%%
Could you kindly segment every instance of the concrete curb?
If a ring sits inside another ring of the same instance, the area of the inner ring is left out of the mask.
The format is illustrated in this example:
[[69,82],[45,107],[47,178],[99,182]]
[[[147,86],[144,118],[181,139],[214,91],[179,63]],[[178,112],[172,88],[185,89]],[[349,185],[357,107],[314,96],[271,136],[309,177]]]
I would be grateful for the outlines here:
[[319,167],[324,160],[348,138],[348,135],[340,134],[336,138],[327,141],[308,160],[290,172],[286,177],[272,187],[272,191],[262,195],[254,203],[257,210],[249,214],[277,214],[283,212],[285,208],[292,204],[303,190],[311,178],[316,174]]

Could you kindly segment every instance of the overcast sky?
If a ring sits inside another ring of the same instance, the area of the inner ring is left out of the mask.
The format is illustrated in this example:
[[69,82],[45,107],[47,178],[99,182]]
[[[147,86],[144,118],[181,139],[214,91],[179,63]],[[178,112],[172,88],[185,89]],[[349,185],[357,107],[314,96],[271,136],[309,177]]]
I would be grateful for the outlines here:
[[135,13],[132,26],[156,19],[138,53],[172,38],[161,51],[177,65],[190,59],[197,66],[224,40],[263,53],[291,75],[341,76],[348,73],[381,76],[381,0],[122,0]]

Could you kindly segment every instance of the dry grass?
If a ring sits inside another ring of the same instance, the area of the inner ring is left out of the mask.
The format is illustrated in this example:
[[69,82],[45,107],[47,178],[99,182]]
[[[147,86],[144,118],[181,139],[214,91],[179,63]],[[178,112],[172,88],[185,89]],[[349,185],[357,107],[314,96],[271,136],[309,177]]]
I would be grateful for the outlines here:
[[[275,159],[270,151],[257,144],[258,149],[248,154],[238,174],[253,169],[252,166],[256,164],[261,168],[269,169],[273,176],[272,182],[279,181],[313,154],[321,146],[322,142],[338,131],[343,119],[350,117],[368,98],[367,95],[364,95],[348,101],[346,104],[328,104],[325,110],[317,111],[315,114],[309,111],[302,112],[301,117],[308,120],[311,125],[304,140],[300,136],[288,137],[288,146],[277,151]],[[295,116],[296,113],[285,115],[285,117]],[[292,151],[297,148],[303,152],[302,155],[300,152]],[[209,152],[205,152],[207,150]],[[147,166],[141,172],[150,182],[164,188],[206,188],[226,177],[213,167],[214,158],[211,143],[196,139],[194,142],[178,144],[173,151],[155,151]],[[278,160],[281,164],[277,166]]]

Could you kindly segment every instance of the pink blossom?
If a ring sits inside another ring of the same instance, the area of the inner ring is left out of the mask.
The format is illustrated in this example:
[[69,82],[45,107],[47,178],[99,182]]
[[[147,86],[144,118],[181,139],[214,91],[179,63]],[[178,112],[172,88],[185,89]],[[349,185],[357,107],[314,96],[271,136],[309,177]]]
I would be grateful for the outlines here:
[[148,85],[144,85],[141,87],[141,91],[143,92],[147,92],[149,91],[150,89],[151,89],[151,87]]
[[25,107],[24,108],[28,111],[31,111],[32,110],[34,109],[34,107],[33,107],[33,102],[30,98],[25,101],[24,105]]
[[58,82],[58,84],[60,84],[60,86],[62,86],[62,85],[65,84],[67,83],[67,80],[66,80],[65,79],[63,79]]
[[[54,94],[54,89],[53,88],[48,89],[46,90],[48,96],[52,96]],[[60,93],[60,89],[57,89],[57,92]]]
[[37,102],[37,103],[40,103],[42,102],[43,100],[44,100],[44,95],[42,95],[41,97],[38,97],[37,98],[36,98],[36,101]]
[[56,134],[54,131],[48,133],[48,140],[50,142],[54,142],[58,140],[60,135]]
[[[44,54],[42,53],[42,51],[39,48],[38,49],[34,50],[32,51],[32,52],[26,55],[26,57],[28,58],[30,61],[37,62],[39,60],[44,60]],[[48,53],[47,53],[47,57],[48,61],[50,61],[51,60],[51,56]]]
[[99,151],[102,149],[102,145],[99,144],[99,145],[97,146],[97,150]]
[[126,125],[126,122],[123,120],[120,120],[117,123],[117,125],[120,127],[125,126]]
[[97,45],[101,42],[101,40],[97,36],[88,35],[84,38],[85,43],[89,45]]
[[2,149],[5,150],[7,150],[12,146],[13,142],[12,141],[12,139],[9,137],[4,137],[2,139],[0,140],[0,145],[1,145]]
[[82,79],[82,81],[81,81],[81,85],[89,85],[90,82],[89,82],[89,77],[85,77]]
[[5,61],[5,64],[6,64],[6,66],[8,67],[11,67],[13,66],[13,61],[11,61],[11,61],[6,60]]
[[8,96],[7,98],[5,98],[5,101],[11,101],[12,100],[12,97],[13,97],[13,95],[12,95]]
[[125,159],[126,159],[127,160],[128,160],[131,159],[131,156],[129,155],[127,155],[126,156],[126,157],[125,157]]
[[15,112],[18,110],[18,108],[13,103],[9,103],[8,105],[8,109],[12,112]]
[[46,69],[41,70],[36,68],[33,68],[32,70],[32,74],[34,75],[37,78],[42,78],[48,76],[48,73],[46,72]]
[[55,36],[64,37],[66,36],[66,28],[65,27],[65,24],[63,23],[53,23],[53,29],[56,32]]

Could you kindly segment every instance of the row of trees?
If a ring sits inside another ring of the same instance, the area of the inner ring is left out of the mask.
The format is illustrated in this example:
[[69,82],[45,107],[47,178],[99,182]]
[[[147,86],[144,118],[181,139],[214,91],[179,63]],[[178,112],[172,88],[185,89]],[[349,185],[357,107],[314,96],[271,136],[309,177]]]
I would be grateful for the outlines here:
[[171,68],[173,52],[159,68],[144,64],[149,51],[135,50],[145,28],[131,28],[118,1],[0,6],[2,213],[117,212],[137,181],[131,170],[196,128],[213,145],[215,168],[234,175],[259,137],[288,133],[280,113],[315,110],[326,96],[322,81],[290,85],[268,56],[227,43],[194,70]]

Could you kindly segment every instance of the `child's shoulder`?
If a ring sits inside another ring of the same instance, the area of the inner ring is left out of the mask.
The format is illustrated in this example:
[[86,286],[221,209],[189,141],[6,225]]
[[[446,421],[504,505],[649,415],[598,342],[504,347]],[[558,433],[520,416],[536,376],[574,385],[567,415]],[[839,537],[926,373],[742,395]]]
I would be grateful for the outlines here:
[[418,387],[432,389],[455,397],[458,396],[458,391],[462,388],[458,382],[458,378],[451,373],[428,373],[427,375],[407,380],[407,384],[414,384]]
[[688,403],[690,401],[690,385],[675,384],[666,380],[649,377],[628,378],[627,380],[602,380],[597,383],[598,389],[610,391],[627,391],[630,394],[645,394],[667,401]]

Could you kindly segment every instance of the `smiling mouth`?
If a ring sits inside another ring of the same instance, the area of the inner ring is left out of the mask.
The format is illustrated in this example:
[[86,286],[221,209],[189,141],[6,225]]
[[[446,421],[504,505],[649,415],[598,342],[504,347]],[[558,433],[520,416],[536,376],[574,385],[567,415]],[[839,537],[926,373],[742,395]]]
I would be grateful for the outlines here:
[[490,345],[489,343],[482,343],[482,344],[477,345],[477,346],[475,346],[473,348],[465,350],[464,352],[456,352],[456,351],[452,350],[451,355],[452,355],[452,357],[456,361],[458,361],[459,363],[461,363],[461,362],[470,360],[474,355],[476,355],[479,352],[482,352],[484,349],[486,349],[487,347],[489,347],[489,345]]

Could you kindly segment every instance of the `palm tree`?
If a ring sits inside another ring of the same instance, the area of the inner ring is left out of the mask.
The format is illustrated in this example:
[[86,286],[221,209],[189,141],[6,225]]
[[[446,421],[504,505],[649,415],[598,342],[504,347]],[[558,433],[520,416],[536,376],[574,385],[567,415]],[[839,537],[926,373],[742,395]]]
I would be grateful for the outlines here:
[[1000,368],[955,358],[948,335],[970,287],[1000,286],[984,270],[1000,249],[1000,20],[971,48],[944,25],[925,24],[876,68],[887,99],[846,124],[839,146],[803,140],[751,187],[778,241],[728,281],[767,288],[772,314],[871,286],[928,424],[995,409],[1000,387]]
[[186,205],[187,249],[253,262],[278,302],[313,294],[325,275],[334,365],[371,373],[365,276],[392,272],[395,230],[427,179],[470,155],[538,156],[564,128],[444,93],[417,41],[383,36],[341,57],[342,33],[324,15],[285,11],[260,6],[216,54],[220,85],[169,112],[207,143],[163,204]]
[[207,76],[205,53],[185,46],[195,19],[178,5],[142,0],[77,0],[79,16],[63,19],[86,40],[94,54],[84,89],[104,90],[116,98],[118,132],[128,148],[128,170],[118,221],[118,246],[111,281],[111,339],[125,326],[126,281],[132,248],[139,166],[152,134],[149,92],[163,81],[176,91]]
%%
> WHAT YOU HAVE TO DO: Please count the lines in the rows above that contain the string "kindly", with case counting, and give only the number.

> WRITTEN SOLUTION: 8